**Problem details:**
Copy the material below verbatim, everything from its first line down to the line that contains "[110,281,152,321]", with both of those lines included.

______________________________

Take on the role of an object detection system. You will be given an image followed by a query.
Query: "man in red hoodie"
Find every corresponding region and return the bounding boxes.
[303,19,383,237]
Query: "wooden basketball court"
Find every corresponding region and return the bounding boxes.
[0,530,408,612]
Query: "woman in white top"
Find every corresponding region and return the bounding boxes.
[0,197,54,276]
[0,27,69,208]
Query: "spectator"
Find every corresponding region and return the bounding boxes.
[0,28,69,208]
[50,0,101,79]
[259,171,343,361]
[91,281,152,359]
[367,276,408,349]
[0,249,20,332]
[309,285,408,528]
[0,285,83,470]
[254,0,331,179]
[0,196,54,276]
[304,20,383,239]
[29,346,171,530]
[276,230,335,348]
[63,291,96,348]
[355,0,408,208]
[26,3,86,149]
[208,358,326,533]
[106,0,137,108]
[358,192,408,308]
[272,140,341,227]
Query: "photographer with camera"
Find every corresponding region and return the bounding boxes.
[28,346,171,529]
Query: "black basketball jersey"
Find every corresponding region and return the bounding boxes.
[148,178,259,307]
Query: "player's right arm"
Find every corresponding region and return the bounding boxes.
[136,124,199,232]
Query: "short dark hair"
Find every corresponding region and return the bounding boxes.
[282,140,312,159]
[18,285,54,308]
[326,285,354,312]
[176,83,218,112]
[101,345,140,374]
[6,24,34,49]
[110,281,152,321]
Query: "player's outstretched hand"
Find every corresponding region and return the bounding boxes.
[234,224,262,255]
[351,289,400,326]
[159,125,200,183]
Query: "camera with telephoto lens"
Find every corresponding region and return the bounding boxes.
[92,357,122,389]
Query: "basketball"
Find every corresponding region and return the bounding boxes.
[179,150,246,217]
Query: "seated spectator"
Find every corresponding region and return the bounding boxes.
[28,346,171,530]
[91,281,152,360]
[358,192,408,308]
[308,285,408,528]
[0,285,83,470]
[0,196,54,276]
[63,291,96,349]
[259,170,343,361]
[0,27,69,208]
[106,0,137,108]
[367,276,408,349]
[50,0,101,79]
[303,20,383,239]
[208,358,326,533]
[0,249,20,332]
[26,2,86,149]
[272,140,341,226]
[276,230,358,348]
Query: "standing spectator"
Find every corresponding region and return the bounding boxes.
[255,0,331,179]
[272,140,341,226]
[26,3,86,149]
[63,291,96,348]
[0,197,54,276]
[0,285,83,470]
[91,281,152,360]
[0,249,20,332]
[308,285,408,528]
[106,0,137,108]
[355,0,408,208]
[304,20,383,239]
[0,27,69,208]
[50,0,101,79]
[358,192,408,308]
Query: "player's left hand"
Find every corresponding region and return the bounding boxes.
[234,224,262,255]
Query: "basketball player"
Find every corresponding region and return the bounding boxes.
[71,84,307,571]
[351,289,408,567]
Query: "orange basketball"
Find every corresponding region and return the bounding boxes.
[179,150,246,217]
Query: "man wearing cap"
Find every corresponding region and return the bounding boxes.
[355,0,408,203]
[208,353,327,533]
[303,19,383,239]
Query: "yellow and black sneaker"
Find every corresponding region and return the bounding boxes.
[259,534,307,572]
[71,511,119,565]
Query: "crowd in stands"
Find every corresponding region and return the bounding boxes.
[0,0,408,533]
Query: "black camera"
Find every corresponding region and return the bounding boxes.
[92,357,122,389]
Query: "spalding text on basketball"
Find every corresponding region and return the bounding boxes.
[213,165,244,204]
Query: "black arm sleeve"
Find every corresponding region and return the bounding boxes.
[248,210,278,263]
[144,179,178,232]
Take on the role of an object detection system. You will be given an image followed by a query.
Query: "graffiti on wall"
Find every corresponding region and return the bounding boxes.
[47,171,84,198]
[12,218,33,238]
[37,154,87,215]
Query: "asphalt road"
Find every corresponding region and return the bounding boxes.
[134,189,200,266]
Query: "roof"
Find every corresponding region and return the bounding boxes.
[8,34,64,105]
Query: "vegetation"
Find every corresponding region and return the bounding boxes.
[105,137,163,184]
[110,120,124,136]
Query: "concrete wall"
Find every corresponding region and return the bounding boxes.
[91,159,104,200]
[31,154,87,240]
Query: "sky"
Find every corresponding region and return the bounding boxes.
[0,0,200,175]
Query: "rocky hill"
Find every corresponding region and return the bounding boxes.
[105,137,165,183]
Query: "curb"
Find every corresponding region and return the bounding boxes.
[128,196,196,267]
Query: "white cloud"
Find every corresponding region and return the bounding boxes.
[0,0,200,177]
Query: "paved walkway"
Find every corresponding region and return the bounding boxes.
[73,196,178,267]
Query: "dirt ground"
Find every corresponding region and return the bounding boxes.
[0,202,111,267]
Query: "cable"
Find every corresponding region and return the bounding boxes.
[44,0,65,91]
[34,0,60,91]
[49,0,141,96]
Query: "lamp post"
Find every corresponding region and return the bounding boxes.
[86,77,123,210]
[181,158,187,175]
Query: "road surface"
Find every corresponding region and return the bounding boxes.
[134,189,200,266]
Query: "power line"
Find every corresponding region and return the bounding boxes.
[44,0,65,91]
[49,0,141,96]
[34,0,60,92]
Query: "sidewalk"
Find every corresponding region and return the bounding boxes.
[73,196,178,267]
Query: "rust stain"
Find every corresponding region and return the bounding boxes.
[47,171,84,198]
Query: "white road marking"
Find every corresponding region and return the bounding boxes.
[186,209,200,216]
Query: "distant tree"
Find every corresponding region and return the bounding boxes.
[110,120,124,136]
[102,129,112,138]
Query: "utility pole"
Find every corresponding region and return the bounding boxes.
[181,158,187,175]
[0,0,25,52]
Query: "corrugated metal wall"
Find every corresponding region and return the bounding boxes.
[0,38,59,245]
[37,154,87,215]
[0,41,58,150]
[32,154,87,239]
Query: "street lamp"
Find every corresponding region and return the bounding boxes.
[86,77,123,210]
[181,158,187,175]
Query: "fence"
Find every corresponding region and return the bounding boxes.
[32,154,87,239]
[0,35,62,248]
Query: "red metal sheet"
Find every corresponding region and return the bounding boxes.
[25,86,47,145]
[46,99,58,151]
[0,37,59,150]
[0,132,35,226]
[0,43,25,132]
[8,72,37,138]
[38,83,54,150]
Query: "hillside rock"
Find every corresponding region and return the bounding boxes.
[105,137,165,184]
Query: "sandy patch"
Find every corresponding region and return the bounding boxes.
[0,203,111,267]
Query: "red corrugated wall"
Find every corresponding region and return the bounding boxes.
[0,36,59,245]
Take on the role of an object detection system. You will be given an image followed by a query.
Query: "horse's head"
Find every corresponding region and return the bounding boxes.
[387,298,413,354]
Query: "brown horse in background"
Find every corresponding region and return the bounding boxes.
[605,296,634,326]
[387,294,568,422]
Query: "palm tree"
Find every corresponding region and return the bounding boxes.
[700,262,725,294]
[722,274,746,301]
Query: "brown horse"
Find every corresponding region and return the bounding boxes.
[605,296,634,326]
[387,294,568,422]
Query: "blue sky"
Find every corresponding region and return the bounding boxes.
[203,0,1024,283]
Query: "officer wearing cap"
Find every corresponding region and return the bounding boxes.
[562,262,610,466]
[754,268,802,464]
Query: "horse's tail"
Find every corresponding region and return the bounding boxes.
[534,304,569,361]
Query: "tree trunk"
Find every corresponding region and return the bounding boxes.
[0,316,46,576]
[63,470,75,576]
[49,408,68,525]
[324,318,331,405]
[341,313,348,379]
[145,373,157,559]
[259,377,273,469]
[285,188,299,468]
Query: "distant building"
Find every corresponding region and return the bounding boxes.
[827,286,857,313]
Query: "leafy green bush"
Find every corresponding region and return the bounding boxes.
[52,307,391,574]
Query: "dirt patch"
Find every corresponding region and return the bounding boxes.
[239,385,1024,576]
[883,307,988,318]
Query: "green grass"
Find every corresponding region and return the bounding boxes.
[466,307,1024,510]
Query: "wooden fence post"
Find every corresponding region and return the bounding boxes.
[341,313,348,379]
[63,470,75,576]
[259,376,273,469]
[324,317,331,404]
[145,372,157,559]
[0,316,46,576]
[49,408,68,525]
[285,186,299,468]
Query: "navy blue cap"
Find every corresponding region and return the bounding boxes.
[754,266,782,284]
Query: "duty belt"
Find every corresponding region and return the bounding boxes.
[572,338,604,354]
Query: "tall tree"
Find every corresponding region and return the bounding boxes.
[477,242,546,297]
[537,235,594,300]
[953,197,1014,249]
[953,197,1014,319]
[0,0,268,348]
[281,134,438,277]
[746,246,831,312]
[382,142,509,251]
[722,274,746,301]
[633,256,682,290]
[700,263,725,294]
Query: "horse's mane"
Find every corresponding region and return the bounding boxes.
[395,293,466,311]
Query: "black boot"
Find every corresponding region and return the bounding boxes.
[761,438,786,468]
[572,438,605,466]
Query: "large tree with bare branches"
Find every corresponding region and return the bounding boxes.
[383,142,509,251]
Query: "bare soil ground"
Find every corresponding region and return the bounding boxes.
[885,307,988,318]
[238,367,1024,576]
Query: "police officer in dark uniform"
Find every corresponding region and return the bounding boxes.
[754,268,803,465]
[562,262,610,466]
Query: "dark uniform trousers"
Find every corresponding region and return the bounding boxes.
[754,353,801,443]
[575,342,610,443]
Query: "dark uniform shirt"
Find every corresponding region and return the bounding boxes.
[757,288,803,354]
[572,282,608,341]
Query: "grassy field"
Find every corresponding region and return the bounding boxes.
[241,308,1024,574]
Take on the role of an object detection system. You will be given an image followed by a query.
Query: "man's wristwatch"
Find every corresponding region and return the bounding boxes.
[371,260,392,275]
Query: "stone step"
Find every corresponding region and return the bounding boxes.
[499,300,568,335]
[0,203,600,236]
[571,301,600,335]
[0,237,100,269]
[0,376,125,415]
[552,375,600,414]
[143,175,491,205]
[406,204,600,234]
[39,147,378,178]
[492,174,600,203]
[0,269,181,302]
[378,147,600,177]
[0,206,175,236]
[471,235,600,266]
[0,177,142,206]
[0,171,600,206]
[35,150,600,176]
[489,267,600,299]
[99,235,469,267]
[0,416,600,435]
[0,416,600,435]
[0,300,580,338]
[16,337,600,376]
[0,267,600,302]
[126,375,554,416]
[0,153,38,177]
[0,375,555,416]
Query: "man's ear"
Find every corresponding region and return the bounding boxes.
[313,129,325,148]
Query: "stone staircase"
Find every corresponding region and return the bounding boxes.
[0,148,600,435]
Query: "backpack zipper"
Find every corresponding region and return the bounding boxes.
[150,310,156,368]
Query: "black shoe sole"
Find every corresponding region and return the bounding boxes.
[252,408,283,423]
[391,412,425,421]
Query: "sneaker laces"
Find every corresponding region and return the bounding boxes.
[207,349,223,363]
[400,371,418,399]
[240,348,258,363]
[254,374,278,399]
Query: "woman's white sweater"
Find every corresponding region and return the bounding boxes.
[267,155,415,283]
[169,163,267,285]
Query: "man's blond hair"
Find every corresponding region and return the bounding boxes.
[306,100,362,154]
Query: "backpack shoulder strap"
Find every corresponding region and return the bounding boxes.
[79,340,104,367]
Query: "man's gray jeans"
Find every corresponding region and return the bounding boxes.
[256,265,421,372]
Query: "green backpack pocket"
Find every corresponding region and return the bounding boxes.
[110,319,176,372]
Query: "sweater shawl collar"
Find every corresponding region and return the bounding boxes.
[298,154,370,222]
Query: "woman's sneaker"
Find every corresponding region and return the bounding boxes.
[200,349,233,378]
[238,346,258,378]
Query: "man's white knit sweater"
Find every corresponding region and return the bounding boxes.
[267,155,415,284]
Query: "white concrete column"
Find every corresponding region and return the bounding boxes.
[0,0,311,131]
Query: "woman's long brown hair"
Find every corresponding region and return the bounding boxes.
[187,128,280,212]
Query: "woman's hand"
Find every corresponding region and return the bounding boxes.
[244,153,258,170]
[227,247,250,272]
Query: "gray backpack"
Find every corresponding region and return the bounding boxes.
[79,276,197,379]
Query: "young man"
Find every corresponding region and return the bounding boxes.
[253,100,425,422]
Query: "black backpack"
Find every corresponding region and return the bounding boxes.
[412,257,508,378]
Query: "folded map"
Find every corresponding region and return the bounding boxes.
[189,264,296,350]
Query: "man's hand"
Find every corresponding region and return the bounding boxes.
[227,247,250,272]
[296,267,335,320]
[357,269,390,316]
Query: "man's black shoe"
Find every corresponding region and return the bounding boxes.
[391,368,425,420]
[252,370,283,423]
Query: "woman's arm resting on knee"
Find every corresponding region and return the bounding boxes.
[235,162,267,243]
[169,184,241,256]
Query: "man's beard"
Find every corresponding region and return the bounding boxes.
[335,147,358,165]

______________________________

**Final result:**
Take on the role of an object detection system. You will be given an image followed by a query.
Query: "man in red hoodie"
Find every corresponding region and return the bounding boxes.
[303,19,383,237]
Query: "wooden basketball court"
Find every corresponding region and return the bounding boxes.
[0,530,408,612]
Query: "woman in white top"
Find every corresponding region and return the bounding boxes.
[0,197,54,276]
[0,27,69,208]
Query: "spectator"
Find every corresponding region and return the bounding boxes.
[0,28,69,208]
[50,0,101,79]
[259,171,343,361]
[91,281,152,359]
[367,276,408,349]
[0,249,20,332]
[309,285,408,528]
[0,285,83,470]
[254,0,331,179]
[0,196,54,276]
[304,20,383,239]
[29,346,171,530]
[276,230,335,348]
[63,291,96,348]
[355,0,408,208]
[26,3,86,149]
[208,358,326,533]
[106,0,137,108]
[358,192,408,308]
[272,140,341,227]
Query: "photographer with camera"
Find every corresponding region and return the bounding boxes.
[28,346,171,529]
Query: "black basketball jersey"
Find every corresponding region and return the bounding boxes.
[148,178,259,307]
Query: "player's right arm"
Find every corresponding region and return the bounding boxes.
[136,124,199,232]
Query: "short dark hair"
Find every corresponding region and return the bounding boxes.
[282,140,312,159]
[18,285,54,308]
[326,285,354,312]
[176,83,218,112]
[101,345,140,374]
[6,24,34,49]
[110,281,152,321]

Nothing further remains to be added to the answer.